BEGIN Provided records

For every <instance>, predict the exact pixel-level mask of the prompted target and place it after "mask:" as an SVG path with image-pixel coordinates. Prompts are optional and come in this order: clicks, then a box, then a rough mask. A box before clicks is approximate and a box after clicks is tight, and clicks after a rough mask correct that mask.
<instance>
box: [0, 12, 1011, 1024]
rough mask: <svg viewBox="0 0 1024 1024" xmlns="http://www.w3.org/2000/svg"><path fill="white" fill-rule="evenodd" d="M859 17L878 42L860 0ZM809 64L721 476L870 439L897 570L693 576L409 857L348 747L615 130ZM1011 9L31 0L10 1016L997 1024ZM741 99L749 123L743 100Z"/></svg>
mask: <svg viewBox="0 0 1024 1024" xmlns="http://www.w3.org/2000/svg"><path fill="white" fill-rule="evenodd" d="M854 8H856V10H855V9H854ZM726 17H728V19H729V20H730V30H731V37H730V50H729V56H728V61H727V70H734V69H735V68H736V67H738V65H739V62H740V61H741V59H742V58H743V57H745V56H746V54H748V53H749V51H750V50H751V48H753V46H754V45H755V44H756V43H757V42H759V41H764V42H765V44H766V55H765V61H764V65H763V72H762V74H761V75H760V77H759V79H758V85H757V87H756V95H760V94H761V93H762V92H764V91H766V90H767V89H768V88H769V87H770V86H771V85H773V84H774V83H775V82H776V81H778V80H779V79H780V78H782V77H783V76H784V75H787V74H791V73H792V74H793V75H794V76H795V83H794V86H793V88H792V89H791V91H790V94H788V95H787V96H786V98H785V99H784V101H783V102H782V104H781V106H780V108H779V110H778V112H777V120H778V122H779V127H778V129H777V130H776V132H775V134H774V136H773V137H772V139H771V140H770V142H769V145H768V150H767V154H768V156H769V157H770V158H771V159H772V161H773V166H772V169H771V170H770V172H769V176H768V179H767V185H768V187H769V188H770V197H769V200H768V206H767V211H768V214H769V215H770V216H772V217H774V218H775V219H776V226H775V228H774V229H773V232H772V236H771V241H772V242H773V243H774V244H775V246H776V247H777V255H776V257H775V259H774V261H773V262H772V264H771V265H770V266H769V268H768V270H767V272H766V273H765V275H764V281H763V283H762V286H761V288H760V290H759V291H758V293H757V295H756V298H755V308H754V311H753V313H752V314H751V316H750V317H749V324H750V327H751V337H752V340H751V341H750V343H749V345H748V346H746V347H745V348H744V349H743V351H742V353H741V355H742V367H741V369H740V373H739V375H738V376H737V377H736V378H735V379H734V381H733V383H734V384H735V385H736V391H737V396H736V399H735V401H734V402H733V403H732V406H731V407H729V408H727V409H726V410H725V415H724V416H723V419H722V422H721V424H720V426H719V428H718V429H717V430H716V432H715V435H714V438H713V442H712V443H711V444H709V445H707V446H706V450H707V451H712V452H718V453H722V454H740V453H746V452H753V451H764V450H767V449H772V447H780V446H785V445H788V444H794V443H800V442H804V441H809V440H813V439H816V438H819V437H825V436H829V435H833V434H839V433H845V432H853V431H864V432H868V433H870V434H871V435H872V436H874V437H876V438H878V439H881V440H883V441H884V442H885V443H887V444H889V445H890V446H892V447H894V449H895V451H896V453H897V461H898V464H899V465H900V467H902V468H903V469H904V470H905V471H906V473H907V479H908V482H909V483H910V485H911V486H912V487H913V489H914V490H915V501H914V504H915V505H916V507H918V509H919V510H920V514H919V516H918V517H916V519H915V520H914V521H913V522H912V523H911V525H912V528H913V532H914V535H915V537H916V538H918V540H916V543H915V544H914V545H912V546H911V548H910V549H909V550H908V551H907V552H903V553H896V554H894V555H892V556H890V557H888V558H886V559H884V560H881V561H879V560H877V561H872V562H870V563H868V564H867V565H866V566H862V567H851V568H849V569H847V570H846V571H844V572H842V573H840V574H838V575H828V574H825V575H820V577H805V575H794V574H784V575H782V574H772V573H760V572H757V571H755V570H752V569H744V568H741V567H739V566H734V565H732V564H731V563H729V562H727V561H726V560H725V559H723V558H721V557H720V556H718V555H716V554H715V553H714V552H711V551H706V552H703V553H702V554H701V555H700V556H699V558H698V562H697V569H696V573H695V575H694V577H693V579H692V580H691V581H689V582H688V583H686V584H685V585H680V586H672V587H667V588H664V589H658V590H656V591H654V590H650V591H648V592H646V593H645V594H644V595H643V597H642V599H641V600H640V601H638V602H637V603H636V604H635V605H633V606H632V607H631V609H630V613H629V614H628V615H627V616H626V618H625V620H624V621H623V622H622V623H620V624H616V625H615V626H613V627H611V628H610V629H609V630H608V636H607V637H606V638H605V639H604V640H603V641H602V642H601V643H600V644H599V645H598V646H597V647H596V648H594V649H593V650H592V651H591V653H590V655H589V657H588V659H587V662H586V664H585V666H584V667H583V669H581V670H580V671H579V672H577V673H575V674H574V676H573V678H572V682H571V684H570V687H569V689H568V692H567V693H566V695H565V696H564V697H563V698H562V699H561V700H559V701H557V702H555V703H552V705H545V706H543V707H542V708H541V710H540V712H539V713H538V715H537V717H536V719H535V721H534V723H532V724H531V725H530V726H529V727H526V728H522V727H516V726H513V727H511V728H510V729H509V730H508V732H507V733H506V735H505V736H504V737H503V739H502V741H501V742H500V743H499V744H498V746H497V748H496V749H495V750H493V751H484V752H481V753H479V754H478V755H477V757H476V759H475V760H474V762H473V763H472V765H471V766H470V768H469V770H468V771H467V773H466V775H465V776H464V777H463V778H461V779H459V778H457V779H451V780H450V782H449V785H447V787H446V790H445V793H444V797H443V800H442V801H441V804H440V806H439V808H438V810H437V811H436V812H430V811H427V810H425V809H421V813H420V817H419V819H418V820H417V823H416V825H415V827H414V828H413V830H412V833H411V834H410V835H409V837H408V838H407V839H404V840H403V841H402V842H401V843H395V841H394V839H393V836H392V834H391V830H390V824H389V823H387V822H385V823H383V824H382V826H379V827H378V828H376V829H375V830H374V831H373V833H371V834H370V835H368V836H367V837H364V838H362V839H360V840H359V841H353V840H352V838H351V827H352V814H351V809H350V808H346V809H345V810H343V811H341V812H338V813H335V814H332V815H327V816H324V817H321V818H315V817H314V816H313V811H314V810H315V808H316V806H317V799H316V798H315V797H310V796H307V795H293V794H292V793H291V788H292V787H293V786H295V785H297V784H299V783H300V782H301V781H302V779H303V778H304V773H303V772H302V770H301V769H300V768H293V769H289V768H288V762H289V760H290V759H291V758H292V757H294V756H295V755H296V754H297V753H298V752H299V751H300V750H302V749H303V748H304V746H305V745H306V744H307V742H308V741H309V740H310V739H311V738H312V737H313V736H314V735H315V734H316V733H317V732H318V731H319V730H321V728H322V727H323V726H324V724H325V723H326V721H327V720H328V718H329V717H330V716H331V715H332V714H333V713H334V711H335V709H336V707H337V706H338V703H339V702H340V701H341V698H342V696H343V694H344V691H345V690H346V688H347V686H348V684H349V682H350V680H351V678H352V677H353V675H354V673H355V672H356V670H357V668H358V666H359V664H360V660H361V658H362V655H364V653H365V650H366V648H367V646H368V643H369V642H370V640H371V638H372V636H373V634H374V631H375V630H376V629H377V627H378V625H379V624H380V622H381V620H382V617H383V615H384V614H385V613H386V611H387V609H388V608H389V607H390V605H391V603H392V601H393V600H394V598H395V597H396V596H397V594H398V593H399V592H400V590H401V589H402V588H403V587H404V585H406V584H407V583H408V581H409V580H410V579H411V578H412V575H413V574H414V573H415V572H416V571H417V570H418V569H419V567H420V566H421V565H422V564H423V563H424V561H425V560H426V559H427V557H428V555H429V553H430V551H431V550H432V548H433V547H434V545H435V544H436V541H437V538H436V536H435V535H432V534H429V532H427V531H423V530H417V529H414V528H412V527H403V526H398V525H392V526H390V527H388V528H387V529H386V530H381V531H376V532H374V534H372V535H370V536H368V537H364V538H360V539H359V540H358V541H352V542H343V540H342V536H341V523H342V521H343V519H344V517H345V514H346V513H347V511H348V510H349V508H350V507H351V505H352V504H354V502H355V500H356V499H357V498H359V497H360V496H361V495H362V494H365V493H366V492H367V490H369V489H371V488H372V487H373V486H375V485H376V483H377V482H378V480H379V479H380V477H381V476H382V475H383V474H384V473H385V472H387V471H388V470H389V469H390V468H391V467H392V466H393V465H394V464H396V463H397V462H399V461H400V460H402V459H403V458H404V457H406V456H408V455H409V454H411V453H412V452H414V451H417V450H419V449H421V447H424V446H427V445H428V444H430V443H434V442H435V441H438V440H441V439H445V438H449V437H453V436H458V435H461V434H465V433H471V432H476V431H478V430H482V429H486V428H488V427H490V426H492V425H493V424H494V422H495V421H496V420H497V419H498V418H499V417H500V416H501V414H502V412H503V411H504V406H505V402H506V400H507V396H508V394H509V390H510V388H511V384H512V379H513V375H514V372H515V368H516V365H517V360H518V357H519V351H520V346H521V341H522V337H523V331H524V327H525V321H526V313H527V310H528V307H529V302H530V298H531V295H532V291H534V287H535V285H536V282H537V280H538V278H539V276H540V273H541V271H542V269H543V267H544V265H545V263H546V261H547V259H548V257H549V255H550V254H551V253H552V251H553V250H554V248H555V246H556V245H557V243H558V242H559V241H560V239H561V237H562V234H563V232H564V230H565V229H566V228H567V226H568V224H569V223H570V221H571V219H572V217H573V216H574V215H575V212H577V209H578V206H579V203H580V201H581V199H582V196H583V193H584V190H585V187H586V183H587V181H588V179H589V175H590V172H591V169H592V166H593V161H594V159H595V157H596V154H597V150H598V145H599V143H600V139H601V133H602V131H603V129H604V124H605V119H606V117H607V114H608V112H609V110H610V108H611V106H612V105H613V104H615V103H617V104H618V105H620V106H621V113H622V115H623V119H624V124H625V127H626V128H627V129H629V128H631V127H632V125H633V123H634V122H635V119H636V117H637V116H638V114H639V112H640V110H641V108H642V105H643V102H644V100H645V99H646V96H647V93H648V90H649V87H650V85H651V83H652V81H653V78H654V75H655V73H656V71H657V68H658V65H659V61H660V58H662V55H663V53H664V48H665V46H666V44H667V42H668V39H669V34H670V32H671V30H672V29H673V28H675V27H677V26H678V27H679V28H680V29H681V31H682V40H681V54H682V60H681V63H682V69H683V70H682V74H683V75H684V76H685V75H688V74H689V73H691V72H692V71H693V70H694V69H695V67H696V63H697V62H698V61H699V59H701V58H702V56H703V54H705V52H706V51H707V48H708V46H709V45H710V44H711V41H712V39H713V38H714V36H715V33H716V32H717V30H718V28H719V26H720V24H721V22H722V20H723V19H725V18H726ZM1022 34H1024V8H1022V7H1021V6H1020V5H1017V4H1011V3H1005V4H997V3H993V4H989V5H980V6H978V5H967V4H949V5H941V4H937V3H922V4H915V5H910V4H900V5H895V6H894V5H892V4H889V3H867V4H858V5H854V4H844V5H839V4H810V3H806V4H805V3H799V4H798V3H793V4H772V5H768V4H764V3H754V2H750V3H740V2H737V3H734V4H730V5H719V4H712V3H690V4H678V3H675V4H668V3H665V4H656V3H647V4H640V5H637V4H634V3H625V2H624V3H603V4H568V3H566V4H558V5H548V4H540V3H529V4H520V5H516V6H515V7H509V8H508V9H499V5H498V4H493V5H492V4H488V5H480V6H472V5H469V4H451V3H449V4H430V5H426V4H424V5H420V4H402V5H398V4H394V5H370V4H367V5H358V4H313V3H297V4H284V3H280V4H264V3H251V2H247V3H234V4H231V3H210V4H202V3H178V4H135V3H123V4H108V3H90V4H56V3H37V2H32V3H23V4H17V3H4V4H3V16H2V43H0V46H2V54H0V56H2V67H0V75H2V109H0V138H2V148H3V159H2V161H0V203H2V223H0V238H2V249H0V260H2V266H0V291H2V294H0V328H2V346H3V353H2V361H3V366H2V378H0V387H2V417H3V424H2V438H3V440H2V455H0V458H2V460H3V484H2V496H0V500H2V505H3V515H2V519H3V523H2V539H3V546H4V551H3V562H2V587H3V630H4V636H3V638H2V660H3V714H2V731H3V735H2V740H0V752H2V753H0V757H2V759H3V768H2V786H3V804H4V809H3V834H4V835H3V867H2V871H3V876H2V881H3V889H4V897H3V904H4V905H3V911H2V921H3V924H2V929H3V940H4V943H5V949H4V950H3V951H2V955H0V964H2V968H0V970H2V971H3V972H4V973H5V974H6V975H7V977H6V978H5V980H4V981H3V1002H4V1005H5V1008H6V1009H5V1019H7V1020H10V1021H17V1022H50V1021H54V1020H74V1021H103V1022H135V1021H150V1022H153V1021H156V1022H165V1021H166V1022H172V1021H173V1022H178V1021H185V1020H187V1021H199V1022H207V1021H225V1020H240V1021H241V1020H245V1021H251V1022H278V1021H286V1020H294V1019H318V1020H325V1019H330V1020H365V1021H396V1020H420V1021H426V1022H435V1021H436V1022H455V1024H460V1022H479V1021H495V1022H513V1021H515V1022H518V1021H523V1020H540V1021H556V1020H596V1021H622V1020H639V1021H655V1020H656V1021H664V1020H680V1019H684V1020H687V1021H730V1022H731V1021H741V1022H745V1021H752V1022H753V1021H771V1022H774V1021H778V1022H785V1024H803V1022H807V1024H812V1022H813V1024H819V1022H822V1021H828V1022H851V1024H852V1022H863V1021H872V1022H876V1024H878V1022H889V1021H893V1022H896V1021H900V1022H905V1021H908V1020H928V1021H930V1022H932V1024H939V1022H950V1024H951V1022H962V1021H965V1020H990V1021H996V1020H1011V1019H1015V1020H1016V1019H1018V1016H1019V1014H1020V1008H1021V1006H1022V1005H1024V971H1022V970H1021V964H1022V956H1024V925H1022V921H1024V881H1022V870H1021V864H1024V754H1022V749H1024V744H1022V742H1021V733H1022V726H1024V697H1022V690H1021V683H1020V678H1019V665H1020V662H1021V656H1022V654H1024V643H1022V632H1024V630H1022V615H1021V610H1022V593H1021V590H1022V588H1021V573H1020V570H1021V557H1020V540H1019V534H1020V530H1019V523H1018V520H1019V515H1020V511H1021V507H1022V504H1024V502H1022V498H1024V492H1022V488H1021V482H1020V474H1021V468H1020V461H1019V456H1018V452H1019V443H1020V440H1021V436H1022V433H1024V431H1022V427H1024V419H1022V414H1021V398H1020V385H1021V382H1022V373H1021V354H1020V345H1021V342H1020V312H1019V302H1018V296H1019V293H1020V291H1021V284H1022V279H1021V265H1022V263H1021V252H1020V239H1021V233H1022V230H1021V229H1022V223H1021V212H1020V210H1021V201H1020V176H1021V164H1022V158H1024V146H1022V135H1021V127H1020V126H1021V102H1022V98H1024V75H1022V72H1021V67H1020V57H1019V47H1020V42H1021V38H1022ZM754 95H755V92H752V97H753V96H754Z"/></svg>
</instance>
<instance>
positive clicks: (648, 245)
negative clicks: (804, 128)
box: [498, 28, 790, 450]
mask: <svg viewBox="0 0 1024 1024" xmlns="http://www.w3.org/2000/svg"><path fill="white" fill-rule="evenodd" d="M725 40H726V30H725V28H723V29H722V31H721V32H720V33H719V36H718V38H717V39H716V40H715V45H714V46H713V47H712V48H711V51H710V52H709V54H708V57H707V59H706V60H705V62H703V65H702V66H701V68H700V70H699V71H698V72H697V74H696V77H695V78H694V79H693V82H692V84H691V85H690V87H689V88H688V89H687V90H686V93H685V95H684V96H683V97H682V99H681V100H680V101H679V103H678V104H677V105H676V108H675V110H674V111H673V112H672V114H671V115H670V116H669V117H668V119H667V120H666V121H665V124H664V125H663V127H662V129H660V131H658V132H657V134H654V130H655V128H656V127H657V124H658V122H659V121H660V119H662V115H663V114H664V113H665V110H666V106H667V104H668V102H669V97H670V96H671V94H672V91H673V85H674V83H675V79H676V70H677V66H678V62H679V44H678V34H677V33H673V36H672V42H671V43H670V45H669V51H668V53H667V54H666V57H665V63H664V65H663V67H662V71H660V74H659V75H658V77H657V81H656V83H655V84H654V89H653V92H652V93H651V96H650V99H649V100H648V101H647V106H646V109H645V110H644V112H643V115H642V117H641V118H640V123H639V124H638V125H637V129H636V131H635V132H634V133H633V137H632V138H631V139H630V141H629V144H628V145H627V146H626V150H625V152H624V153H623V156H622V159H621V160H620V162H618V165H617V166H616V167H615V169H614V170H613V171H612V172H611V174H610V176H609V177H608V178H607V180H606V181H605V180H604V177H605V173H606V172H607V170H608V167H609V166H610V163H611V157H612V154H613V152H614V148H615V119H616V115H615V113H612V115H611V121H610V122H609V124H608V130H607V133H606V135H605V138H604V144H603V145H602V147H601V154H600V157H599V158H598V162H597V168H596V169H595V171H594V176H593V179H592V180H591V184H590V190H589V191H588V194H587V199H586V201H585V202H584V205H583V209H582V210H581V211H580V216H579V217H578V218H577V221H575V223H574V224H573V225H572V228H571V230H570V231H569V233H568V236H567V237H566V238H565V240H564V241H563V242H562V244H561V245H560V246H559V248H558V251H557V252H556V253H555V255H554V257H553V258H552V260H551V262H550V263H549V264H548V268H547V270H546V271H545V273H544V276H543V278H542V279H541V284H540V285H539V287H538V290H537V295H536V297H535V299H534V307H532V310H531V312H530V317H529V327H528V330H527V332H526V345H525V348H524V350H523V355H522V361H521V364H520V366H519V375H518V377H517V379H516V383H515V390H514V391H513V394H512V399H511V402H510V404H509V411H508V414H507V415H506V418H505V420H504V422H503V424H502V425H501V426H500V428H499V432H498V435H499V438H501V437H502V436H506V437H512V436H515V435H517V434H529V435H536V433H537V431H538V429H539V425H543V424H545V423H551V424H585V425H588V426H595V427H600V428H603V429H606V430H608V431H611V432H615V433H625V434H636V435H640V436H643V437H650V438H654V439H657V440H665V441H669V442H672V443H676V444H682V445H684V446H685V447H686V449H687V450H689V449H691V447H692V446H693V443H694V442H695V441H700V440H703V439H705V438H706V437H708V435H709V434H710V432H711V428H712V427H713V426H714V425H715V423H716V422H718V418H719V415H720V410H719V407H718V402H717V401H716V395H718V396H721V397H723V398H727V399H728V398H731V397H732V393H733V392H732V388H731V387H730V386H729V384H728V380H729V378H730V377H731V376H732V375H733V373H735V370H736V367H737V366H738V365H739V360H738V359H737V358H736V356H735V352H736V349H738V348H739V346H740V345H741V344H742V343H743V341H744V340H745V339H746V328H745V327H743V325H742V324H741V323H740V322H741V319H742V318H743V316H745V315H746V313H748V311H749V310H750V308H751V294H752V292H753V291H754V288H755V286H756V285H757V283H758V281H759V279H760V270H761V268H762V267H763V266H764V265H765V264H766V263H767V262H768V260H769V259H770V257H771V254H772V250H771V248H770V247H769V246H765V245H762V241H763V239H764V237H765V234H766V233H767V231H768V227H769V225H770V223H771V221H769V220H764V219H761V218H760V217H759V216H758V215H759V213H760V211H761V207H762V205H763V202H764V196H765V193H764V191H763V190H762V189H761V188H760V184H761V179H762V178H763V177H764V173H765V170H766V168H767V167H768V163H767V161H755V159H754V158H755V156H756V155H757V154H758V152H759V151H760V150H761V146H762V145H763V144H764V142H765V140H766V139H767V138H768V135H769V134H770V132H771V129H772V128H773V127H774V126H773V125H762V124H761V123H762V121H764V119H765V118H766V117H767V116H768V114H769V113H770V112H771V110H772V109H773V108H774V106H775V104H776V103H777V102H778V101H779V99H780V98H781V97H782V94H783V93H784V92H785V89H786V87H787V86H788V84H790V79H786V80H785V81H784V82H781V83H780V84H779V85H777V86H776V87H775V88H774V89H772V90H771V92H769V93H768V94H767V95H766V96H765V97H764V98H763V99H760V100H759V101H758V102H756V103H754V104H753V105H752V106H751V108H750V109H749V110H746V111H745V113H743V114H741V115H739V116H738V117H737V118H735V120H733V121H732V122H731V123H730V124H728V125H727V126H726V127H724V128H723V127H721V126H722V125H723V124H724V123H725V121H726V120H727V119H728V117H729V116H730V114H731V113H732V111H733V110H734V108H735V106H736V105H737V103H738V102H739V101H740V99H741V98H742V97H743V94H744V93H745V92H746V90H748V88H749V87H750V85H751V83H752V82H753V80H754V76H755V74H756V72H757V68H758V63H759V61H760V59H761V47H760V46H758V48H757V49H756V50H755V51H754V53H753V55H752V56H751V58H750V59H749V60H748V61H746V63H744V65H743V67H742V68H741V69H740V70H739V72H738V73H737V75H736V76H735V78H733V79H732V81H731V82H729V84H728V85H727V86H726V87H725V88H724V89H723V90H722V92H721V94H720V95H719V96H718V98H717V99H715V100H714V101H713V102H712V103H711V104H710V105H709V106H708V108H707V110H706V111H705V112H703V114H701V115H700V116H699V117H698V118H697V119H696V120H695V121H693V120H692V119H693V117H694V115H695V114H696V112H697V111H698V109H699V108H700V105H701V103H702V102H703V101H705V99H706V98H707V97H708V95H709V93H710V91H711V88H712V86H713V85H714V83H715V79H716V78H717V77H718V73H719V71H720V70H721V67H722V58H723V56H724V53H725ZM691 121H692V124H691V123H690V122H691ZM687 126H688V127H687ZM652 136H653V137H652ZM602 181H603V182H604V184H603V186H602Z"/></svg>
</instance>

END Provided records

[What you will do] Wherever the word "clicks" turns up in the records above, copy the line that holds it.

[Answer area]
For every <instance>, predict the exact pixel-level mask of the prompted target and place it after "mask:" as an SVG path with image-pixel coordinates. Prompts are optional and come in this order: clicks, then a box, then a rough mask. A box before clicks is approximate and a box after clicks is tight, and clicks after a rough mask correct that mask.
positive clicks: (648, 245)
negative clicks: (804, 128)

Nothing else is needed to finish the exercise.